*** Fragmento de texto
A mí, cada tanto, me gusta evocar esa Tiabaya de mi memoria para dejar salir algo de alegría. El encanto de los pueblos reside en pequeños beneficios que no se encuentran en las grandes capitales.
De Tiabaya, me gusta que en la panadería nunca encuentres cola, que puedas ir a comprar a la tienda y dejar la puerta entreabierta por horas, seguro de que nadie te robará. O que, mientras avanzas por la autopista, tengas que parar unos minutos para dejar pasar al grupete de vacas que avanza por el carril contrario. O que los vecinos más viejos te hagan sentir importante en sus charlas callejeras, solo porque tu abuelo fue el primer boticario del pueblo (y lo mismo hacen con el nieto del primer mecánico, el primer electricista o el primer huesero). O que desconocidos, algo beodos y algo demacrados, me paren afuera del mercado, o en plena quema de castillos durante los festejos del Cristo Nazareno, y me manden saludos para mi padre y que yo, siempre, se los haga llegar sin falta; o que el taxista que me lleva apurado al aeropuerto se acuerde de que alguna vez mi hermano mayor, el doctorcito, le recetó un remedio infalible para su gastritis.
—Ingerir una rodaja de rocoto, no de ají, para proteger la mucosa y las tripas. De esa no me olvido nunca, joven. Nunca: ta que eres igualito a tu hermano. ¿Y cómo está el doctorcito, allá en Lima?
O que su silenciosa plaza principal, salvo en la Fiesta del Cuasimodo (el primer domingo después de la Pascua), siga siendo un espacio para aburrirse sin distracciones un domingo cualquiera por la tarde.
******
*** Extracto de datos
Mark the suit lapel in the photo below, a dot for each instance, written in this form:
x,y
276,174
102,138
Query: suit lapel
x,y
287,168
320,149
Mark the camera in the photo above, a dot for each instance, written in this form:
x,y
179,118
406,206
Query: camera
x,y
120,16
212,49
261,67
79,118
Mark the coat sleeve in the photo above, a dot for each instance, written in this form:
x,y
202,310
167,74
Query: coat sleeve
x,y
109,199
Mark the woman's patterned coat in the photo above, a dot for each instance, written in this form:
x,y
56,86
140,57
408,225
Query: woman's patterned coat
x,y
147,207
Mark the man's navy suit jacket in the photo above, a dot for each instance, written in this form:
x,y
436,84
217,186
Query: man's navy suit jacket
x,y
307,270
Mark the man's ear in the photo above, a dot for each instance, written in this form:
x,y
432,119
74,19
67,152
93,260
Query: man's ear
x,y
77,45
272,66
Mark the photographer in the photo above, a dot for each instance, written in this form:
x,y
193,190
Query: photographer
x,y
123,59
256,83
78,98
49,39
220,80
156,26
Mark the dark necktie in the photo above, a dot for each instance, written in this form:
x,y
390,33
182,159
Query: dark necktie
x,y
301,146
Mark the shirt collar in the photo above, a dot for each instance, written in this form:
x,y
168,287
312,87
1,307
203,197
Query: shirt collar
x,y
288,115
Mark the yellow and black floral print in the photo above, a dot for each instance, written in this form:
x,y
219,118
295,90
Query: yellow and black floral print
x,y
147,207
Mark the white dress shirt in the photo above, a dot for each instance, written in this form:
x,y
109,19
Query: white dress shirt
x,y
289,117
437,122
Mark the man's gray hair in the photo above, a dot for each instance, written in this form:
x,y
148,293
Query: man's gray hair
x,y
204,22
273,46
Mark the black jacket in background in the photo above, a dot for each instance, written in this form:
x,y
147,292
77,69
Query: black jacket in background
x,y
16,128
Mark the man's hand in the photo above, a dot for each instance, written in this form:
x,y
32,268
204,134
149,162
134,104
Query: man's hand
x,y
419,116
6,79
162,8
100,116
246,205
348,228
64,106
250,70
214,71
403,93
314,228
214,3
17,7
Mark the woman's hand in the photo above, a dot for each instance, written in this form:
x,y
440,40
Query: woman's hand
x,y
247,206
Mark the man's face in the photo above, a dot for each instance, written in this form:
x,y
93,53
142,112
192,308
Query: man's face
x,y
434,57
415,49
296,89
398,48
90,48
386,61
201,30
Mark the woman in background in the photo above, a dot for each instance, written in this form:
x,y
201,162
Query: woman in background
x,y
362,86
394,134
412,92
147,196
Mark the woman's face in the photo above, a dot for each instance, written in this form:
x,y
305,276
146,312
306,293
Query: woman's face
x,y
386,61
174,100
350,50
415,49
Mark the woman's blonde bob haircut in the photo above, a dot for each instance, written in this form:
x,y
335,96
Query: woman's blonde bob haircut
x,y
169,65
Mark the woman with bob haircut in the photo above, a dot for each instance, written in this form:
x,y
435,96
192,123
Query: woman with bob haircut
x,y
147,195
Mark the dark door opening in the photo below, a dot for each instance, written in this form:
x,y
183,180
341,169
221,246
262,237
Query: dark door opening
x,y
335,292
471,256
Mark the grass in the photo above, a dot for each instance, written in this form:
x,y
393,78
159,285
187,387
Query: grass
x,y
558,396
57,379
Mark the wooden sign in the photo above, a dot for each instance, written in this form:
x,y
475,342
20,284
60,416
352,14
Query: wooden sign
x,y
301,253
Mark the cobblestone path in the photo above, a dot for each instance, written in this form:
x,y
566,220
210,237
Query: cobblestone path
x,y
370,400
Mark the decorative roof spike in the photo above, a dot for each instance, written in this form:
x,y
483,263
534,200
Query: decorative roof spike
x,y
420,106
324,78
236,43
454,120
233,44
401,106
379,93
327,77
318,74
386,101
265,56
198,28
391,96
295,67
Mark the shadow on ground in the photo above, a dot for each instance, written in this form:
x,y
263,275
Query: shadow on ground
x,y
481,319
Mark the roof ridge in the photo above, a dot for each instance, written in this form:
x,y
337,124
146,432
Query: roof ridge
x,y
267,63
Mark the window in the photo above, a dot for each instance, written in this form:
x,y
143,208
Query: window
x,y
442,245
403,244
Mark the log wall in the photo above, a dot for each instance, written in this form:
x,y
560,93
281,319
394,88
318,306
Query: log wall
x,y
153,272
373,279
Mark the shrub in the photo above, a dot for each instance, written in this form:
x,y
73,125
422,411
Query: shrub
******
» Instrucciones:
(a) Según el texto sobre Tiabaya, ¿cuándo se celebra la Fiesta del Cuasimodo?
(b) En el texto sobre Tiabaya, copia el trozo que empieza con "A mí, cada tanto, me" y sigue hasta "las grandes capitales.", y cambia "alegría" por "felicidad".
Para resolver estas tareas no se necesitan los datos.

» Soluciones:
(a) El primer domingo después de la Pascua.

(b)
A mí, cada tanto, me gusta evocar esa Tiabaya de mi memoria para dejar salir algo de felicidad. El encanto de los pueblos reside en pequeños beneficios que no se encuentran en las grandes capitales.